[Start of The input]

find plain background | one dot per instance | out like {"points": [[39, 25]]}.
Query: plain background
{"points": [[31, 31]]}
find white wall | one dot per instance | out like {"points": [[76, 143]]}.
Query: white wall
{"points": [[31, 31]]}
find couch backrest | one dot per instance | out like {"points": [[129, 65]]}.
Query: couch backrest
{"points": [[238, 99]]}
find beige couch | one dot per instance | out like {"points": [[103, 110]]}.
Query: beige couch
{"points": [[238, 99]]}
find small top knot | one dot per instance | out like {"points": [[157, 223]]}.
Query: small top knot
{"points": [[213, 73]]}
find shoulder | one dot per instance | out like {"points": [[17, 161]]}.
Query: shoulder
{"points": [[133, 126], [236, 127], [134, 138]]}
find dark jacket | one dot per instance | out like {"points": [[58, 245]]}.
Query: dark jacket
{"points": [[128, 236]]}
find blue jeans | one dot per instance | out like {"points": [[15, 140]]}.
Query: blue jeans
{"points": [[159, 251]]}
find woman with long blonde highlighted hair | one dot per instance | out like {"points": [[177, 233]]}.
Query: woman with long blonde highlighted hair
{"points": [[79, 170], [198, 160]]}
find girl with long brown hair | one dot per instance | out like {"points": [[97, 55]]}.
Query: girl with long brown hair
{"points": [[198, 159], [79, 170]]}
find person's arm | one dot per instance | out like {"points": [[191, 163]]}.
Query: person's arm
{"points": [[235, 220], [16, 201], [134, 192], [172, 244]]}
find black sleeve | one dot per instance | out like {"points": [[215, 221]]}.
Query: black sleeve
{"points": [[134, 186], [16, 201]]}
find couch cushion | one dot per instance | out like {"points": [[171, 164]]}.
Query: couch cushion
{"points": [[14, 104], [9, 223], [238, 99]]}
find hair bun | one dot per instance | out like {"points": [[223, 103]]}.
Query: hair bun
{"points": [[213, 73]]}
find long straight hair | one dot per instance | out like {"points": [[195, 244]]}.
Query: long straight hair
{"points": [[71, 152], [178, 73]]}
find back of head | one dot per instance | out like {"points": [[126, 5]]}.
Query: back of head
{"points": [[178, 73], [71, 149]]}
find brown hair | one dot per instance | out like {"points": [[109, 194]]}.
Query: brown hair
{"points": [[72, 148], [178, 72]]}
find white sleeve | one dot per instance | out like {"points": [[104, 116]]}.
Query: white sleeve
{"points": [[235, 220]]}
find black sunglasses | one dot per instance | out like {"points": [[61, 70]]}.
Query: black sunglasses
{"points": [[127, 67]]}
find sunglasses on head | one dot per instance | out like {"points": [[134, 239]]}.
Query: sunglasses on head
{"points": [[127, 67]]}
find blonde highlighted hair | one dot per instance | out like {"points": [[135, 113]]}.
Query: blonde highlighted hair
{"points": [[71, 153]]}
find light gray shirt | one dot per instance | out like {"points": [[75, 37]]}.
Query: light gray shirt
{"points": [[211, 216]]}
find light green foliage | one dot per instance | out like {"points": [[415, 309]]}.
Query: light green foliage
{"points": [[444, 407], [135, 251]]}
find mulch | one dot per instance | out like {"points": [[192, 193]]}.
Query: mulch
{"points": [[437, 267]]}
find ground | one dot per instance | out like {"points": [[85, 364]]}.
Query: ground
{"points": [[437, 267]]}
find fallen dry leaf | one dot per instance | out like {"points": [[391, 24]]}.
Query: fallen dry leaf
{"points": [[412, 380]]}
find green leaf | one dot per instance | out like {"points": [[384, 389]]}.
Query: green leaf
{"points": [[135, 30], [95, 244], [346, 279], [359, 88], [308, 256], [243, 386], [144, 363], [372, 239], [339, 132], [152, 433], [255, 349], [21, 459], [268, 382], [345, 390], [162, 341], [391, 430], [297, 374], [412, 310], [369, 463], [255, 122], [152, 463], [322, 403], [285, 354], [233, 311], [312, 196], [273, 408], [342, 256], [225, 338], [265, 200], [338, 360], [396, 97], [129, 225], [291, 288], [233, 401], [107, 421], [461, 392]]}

[End of The input]

Stated exercise -
Can you output every line of the listing above again, character for character and without any change?

Full output -
find plain background | one dot per instance | out like {"points": [[39, 25]]}.
Query: plain background
{"points": [[31, 31]]}
find white wall | one dot per instance | out like {"points": [[76, 143]]}.
Query: white wall
{"points": [[31, 31]]}
find couch backrest | one dot per instance | out like {"points": [[129, 65]]}.
Query: couch backrest
{"points": [[238, 99]]}
find beige couch | one dot per instance | out like {"points": [[103, 110]]}.
Query: beige couch
{"points": [[238, 99]]}
find small top knot | one dot per instance | out like {"points": [[157, 223]]}.
Query: small top knot
{"points": [[213, 73]]}
find shoulder | one dot per instance | out like {"points": [[17, 161]]}.
Query: shoulder
{"points": [[133, 126], [236, 127], [134, 138]]}
find dark jacket | one dot per instance | out like {"points": [[58, 245]]}.
Query: dark jacket
{"points": [[128, 236]]}
find blue jeans | one dot per instance | out like {"points": [[15, 140]]}.
Query: blue jeans
{"points": [[159, 251]]}
find woman with long blonde highlighted hair | one dot per instance | out like {"points": [[177, 233]]}.
Query: woman with long blonde highlighted hair
{"points": [[79, 170], [198, 160]]}
find girl with long brown hair | one dot per instance | out like {"points": [[97, 55]]}.
Query: girl with long brown hair
{"points": [[198, 159], [79, 170]]}
find person's arm | one dot per instance | out like {"points": [[191, 163]]}.
Query: person's arm
{"points": [[235, 220], [16, 201], [134, 192], [172, 244]]}
find black sleeve | one dot per instance | out like {"points": [[215, 221]]}.
Query: black sleeve
{"points": [[134, 186], [16, 201]]}
find couch cushion | one dot per instance | out like {"points": [[171, 164]]}.
Query: couch cushion
{"points": [[14, 104], [9, 223], [238, 99]]}
find hair bun | one dot per instance | out like {"points": [[223, 103]]}.
Query: hair bun
{"points": [[213, 73]]}
find long straight hair | one dot per instance | out like {"points": [[195, 244]]}.
Query: long straight hair
{"points": [[71, 152], [178, 73]]}
find back of head | one dot per instance | out like {"points": [[126, 5]]}.
Query: back of head
{"points": [[178, 73], [71, 149]]}
find brown hair | one dot per instance | out like {"points": [[109, 194]]}.
Query: brown hair
{"points": [[72, 148], [178, 72]]}
find white sleeve | one dot per instance | out like {"points": [[104, 116]]}.
Query: white sleeve
{"points": [[235, 220]]}
find black sunglasses | one dot per instance | out like {"points": [[61, 70]]}.
Query: black sunglasses
{"points": [[127, 67]]}
find sunglasses on head | one dot per instance | out like {"points": [[134, 239]]}.
Query: sunglasses on head
{"points": [[127, 67]]}
find blonde highlighted hair | one dot per instance | out like {"points": [[135, 113]]}.
Query: blonde highlighted hair
{"points": [[71, 153]]}
find light gray shirt | one dot per instance | out like {"points": [[75, 37]]}.
Query: light gray shirt
{"points": [[211, 216]]}
find light green foliage | one dot per instance | out like {"points": [[415, 309]]}.
Query: light green foliage
{"points": [[444, 407], [135, 251]]}
find mulch | one dot per instance | out like {"points": [[192, 193]]}.
Query: mulch
{"points": [[437, 267]]}
find ground | one dot per instance | out like {"points": [[85, 364]]}.
Query: ground
{"points": [[437, 267]]}
find fallen dry leaf | one dot per instance | out like {"points": [[391, 24]]}.
Query: fallen dry leaf
{"points": [[412, 380]]}
find green leaf | one dot per instance | out like {"points": [[384, 389]]}.
Query: green leaf
{"points": [[135, 30], [95, 244], [346, 279], [359, 88], [308, 256], [243, 386], [144, 363], [372, 239], [339, 132], [152, 433], [255, 349], [21, 459], [268, 382], [345, 390], [162, 341], [391, 430], [297, 374], [412, 310], [369, 463], [255, 122], [152, 463], [322, 403], [285, 354], [233, 311], [312, 196], [273, 408], [342, 256], [225, 338], [265, 200], [338, 360], [396, 97], [129, 225], [291, 288], [233, 401], [107, 421], [461, 392]]}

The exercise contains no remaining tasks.